Object outline annotations
────────────────────
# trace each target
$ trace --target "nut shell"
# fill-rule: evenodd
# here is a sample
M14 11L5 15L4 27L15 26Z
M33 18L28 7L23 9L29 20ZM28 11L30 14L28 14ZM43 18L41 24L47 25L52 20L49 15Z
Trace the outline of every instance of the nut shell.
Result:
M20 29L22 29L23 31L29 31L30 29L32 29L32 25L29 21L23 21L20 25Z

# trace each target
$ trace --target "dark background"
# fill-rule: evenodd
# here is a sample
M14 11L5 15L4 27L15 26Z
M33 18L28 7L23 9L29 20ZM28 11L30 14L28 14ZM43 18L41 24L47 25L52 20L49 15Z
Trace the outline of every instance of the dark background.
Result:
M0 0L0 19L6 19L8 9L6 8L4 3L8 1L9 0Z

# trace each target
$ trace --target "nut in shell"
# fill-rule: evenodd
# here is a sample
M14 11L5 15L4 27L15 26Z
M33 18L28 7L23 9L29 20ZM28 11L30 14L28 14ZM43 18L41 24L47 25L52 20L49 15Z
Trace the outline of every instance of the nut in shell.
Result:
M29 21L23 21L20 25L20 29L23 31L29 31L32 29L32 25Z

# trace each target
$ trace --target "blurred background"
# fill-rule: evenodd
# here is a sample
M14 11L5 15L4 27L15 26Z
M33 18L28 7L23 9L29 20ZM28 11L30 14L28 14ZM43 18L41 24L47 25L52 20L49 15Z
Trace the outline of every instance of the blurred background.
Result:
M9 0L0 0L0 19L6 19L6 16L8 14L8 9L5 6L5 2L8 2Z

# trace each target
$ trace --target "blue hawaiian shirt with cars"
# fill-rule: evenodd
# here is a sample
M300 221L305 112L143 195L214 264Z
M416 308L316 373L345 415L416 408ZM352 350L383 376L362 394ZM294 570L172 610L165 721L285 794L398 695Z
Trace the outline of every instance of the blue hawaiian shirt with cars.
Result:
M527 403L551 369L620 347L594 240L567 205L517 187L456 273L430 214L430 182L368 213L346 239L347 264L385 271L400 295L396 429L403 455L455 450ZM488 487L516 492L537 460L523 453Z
────────────────────
■ Exercise ■
Lay out the lines above as a Markdown table with two columns, Row and Text, giving each nonblank line its own numbered row and leaving out the blank lines.

■ Task output ■
| Row | Text |
|---|---|
| 1 | # trace each target |
| 2 | $ trace --target "nut shell" |
| 3 | # fill-rule: evenodd |
| 4 | # here is a sample |
| 5 | M14 11L5 15L4 27L15 26Z |
| 6 | M33 18L28 7L23 9L29 20ZM28 11L30 14L28 14ZM43 18L41 24L47 25L52 20L49 15Z |
| 7 | Trace the outline of every instance of the nut shell. |
| 8 | Result: |
| 9 | M20 29L22 29L23 31L29 31L30 29L32 29L32 25L29 21L23 21L20 25Z |
| 10 | # trace each target |
| 11 | $ trace --target "dark background" |
| 12 | # fill-rule: evenodd |
| 13 | # here is a sample |
| 14 | M14 11L5 15L4 27L15 26Z |
| 15 | M33 18L28 7L23 9L29 20ZM28 11L30 14L28 14ZM43 18L41 24L47 25L52 20L49 15Z |
| 16 | Trace the outline of every instance of the dark background. |
| 17 | Result: |
| 18 | M0 0L0 19L6 19L8 9L6 8L4 3L8 1L9 0Z |
| 19 | # trace each target |
| 20 | $ trace --target "nut in shell" |
| 21 | # fill-rule: evenodd |
| 22 | # here is a sample |
| 23 | M14 11L5 15L4 27L15 26Z |
| 24 | M33 18L28 7L23 9L29 20ZM28 11L30 14L28 14ZM43 18L41 24L47 25L52 20L49 15Z |
| 25 | Trace the outline of every instance of the nut in shell. |
| 26 | Result: |
| 27 | M29 21L23 21L20 25L20 29L23 31L29 31L32 29L32 25Z |
| 28 | # trace each target |
| 29 | $ trace --target "blurred background" |
| 30 | # fill-rule: evenodd |
| 31 | # here is a sample |
| 32 | M14 11L5 15L4 27L15 26Z |
| 33 | M33 18L28 7L23 9L29 20ZM28 11L30 14L28 14ZM43 18L41 24L47 25L52 20L49 15Z |
| 34 | Trace the outline of every instance of the blurred background. |
| 35 | Result: |
| 36 | M9 0L0 0L0 19L6 19L6 16L8 14L8 9L5 6L5 2L8 2Z |
| 37 | # trace each target |
| 38 | $ trace --target "blue hawaiian shirt with cars" |
| 39 | # fill-rule: evenodd |
| 40 | # here is a sample |
| 41 | M300 221L305 112L143 195L214 264Z |
| 42 | M416 308L316 373L345 415L416 408ZM352 350L383 376L362 394ZM294 570L172 610L165 721L285 794L398 695Z |
| 43 | Trace the outline of every instance of the blue hawaiian shirt with cars. |
| 44 | Result: |
| 45 | M527 403L551 369L620 347L594 240L567 205L517 187L456 273L430 214L430 182L368 213L346 239L347 264L385 271L400 295L396 429L403 455L455 450ZM488 487L516 492L537 460L523 453Z |